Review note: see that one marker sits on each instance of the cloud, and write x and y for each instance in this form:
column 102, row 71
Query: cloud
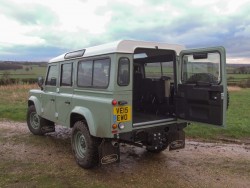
column 77, row 24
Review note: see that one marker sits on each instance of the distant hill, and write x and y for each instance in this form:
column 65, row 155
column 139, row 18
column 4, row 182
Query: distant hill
column 41, row 63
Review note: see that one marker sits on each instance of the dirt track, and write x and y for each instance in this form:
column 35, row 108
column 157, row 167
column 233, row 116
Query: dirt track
column 198, row 165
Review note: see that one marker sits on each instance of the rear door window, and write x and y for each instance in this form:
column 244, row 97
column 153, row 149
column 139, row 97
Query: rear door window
column 123, row 72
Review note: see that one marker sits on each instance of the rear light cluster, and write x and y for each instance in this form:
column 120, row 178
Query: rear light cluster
column 120, row 125
column 114, row 102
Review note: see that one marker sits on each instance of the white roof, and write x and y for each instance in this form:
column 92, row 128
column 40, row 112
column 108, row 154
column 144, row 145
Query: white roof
column 123, row 46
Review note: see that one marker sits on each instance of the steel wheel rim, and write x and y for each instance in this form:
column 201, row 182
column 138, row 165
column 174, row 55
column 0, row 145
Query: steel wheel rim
column 34, row 120
column 80, row 144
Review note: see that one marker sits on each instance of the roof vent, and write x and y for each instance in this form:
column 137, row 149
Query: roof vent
column 74, row 54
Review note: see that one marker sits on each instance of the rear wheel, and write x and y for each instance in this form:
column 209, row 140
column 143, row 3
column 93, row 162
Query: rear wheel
column 84, row 146
column 36, row 124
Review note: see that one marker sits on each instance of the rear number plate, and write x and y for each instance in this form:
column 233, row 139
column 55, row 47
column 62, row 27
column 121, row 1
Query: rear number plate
column 122, row 113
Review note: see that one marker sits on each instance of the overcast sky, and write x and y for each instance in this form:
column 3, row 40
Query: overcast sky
column 34, row 30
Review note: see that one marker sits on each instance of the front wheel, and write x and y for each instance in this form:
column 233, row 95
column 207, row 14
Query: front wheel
column 84, row 146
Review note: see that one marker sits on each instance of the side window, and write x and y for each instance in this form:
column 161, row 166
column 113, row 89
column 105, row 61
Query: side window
column 66, row 74
column 93, row 73
column 123, row 72
column 52, row 76
column 101, row 73
column 85, row 73
column 201, row 67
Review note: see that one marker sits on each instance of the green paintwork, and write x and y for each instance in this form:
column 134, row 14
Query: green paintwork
column 60, row 104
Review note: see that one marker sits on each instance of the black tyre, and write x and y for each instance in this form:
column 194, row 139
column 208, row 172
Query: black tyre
column 36, row 124
column 34, row 121
column 84, row 146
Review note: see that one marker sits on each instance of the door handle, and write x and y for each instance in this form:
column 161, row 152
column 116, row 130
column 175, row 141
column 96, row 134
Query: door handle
column 67, row 102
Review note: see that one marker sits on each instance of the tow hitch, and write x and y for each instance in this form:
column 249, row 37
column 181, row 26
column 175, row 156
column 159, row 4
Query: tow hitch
column 109, row 152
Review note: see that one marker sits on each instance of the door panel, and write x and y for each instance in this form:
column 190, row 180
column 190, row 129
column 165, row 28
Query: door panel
column 201, row 95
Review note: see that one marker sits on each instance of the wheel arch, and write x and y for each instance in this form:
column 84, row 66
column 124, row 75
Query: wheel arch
column 34, row 101
column 83, row 114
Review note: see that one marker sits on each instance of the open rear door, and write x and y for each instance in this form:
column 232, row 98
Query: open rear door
column 202, row 90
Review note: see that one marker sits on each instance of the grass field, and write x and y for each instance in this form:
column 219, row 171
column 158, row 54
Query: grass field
column 238, row 120
column 13, row 100
column 34, row 72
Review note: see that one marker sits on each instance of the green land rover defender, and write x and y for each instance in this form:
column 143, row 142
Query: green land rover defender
column 134, row 92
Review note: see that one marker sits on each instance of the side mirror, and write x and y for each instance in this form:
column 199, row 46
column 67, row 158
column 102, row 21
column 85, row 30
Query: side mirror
column 40, row 81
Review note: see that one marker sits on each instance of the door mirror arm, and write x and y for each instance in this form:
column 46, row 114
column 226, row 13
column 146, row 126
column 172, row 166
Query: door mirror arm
column 40, row 81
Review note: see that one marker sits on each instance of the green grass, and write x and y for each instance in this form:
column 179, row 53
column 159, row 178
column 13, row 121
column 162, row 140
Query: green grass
column 33, row 72
column 13, row 100
column 238, row 120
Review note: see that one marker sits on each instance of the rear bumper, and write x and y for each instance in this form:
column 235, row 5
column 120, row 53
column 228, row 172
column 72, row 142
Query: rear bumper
column 162, row 136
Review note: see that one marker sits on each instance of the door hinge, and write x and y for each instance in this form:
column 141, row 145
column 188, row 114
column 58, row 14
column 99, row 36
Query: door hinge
column 222, row 96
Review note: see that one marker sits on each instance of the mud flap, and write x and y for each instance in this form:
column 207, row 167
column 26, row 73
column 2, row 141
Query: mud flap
column 48, row 129
column 177, row 140
column 108, row 152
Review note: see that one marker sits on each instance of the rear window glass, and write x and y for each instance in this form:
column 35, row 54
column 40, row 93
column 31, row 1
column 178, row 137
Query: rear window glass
column 123, row 72
column 93, row 73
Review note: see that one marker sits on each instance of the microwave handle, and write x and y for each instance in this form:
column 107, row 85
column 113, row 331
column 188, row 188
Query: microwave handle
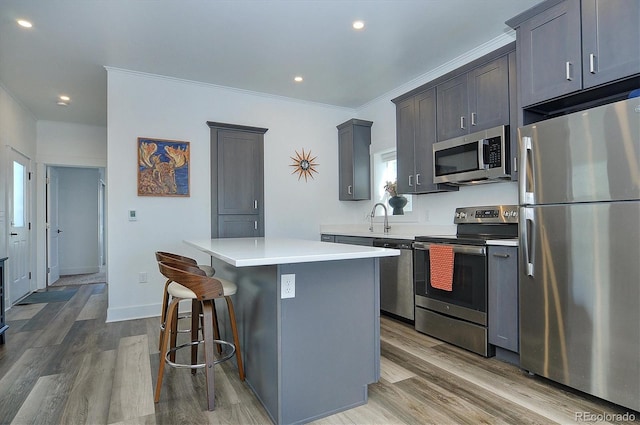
column 482, row 146
column 526, row 171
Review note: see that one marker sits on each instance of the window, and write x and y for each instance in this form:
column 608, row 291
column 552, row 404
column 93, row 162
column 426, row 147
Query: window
column 384, row 170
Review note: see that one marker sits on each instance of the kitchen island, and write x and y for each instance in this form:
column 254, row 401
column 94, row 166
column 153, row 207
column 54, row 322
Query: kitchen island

### [WHAT YOU HAVE TO DO]
List every line from the entries above in which "island" appears.

### [WRITTEN REPLY]
Review note: see that one marker sits on each instance of the kitchen island, and write x and y for each instance in this form:
Query: kitchen island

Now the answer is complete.